Point placement records
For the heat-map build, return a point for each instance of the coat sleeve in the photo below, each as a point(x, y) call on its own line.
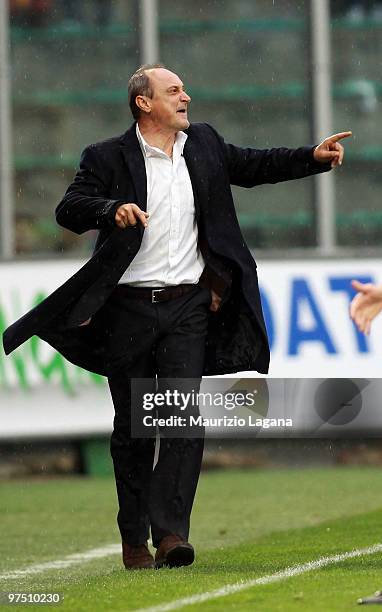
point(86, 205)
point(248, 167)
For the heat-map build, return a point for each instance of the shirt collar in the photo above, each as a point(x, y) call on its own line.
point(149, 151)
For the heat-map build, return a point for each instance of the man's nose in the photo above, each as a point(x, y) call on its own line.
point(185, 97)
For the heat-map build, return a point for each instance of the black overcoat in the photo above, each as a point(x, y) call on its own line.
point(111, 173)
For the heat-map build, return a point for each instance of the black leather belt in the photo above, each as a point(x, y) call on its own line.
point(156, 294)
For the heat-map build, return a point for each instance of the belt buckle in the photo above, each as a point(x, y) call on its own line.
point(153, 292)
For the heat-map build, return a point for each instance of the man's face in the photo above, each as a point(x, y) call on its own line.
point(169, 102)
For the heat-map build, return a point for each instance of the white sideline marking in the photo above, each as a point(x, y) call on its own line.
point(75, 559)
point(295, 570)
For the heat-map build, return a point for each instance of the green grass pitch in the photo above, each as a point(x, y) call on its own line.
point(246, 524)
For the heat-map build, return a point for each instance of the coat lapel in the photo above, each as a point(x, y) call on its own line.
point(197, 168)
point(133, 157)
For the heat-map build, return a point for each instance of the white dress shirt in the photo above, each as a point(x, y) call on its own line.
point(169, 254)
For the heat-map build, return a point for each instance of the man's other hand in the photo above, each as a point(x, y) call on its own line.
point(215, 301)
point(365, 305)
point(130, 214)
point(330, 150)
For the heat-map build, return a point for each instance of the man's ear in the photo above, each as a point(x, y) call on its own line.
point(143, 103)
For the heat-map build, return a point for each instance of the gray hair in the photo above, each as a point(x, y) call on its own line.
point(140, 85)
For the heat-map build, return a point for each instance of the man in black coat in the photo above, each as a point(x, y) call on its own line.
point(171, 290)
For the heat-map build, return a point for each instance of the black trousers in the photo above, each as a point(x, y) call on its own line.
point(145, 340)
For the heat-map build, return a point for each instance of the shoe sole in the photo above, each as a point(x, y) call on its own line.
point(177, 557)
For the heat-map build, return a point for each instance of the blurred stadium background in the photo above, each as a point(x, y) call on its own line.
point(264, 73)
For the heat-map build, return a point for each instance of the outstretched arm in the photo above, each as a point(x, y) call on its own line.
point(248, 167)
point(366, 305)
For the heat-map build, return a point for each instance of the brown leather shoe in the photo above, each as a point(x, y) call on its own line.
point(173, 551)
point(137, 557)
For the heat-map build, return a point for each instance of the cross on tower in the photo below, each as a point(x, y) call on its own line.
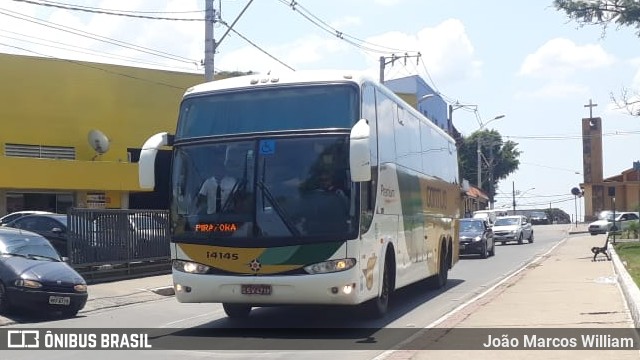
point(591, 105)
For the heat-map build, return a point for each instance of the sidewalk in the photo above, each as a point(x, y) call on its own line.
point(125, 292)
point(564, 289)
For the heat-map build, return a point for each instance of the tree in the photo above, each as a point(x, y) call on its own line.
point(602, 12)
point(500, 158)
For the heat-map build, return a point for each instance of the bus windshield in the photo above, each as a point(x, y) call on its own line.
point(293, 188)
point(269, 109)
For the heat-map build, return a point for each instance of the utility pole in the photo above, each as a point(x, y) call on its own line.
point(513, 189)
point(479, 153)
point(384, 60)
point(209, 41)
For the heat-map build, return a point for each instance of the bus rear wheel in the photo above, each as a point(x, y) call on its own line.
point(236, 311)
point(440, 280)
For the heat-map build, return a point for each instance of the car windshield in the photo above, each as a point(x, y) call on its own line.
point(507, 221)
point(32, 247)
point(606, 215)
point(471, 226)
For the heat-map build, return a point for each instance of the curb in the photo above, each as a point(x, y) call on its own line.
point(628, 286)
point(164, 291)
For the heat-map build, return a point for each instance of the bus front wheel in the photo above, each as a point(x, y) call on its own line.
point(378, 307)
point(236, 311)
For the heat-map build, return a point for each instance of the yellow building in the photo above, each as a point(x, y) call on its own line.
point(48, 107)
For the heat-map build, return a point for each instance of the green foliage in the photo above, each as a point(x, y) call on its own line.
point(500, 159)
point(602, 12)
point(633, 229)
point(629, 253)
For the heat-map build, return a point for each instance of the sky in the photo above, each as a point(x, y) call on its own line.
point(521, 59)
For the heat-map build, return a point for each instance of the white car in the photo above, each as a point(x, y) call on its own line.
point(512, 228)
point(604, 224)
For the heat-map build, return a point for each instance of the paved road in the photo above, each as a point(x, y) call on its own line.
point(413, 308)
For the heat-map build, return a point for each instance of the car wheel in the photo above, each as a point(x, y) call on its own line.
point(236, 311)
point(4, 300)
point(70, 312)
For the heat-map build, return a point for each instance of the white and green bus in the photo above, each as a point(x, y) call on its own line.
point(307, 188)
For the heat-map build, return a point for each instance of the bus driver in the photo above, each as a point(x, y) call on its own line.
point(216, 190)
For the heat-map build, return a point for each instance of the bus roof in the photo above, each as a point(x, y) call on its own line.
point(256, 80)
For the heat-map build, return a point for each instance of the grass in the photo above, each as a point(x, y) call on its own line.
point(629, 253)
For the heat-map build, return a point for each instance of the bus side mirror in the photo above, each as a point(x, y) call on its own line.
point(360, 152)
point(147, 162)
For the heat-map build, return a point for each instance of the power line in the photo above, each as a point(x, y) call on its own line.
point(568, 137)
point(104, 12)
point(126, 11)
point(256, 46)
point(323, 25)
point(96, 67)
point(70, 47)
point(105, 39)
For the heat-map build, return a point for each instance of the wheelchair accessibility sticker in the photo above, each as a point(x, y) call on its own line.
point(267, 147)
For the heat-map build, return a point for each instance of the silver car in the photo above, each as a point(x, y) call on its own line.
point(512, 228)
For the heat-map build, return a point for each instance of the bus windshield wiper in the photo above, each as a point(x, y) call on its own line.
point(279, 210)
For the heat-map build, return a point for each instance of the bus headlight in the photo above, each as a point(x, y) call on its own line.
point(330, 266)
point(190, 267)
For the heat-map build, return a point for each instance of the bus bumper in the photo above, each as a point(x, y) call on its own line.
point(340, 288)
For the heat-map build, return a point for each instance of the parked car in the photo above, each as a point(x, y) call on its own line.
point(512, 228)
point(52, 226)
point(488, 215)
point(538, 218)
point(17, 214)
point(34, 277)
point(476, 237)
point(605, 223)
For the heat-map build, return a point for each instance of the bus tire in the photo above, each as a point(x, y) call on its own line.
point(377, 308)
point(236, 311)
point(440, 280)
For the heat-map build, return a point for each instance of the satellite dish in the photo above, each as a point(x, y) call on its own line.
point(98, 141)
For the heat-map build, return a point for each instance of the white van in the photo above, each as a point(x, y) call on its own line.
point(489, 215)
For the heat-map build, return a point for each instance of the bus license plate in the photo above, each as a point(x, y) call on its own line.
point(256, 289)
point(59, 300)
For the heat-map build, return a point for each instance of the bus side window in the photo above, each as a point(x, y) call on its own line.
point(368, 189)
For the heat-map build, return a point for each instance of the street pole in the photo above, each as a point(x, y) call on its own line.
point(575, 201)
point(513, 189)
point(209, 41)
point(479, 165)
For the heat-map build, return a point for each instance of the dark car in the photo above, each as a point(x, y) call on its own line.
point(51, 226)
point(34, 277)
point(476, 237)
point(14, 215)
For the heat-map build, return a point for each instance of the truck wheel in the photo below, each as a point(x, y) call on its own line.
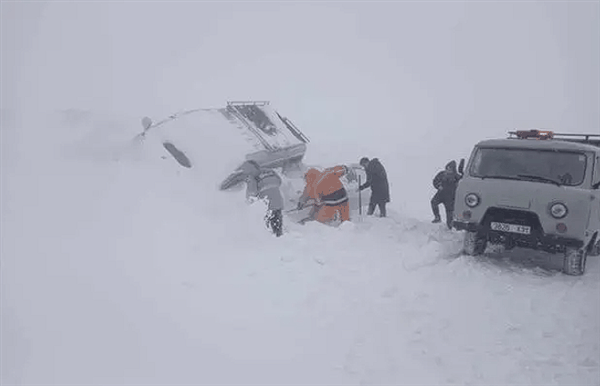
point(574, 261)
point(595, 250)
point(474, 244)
==
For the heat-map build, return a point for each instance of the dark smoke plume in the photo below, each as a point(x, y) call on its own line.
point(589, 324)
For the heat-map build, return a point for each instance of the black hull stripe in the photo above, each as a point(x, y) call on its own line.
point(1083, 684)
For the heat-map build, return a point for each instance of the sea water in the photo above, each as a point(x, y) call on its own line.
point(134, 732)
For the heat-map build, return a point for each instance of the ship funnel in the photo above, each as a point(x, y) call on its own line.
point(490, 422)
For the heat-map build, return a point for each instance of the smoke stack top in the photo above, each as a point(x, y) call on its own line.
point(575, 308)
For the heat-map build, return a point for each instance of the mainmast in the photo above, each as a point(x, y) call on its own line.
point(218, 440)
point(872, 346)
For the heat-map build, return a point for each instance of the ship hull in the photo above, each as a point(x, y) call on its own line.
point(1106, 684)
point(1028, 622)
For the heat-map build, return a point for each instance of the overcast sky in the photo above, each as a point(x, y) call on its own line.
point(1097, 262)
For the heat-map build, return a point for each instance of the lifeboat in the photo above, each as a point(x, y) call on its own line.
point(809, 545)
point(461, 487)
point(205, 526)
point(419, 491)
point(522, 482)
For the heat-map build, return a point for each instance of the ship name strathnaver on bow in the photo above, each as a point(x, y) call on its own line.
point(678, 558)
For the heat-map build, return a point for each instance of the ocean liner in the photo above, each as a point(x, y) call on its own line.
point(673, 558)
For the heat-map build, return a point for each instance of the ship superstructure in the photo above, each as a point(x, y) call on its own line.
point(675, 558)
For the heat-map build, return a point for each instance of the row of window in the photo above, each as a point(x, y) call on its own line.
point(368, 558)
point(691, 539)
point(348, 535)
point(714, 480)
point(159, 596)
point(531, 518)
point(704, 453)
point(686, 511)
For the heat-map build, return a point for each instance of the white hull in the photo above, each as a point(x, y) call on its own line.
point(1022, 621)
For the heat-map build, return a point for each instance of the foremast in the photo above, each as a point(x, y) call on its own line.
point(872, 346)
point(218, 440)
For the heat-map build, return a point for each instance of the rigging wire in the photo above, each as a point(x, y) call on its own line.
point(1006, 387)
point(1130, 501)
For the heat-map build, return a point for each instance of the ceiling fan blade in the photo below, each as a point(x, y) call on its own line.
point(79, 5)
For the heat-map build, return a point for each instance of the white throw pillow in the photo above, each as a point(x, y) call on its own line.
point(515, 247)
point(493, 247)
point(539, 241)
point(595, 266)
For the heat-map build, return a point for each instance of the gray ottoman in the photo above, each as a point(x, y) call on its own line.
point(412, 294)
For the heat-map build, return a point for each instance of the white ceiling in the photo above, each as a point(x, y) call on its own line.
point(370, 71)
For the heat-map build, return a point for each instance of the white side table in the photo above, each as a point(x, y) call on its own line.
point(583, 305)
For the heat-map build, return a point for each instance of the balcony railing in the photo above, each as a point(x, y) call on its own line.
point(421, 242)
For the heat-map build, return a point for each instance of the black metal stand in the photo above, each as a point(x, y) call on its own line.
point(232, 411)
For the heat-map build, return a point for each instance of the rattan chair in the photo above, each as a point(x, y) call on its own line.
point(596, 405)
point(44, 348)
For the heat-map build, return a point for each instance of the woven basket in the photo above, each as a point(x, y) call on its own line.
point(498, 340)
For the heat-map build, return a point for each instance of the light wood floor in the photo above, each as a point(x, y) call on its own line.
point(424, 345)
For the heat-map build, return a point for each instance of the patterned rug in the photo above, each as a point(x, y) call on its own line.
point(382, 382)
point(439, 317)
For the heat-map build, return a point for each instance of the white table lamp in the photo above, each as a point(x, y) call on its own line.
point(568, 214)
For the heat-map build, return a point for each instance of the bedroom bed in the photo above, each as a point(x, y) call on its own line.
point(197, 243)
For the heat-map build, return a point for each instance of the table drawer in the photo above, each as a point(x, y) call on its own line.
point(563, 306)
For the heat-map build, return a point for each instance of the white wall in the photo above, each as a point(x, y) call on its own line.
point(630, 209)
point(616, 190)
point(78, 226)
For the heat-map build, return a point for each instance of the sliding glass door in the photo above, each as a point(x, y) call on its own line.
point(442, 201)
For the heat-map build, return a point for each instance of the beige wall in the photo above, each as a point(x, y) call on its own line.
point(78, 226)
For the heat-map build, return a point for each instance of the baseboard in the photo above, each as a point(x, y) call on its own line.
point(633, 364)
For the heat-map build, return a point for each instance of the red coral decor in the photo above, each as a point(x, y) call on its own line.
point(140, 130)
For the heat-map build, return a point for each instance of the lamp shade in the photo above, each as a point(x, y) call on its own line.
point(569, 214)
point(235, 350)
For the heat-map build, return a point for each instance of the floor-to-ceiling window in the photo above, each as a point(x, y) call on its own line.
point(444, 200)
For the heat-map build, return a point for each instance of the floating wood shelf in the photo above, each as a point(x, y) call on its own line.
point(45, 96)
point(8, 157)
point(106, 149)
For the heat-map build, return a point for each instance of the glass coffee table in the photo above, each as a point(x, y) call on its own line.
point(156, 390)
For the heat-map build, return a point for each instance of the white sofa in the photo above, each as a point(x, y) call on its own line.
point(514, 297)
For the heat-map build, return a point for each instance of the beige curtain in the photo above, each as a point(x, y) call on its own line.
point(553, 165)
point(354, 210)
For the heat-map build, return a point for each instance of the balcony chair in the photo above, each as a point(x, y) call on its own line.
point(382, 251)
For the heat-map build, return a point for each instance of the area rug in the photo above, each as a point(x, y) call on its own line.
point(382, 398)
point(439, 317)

TASK TO COMPLETE: Rewrite the part that opens with the line containing "the coat sleeve" and closes with the line containing "point(149, 151)", putting "density-map build" wherever "heat-map build" appears and keeping everything else the same. Give only those lines and omit the pictures.

SOLUTION FOR THIS PROBLEM:
For the density-map build, return a point for each instance of the coat sleeve in the photo below, each as a point(x, y) call on its own line.
point(86, 205)
point(248, 167)
For the density-map build, return a point for each instance of the shirt collar in the photo above, each as a point(x, y) call on its own line.
point(149, 151)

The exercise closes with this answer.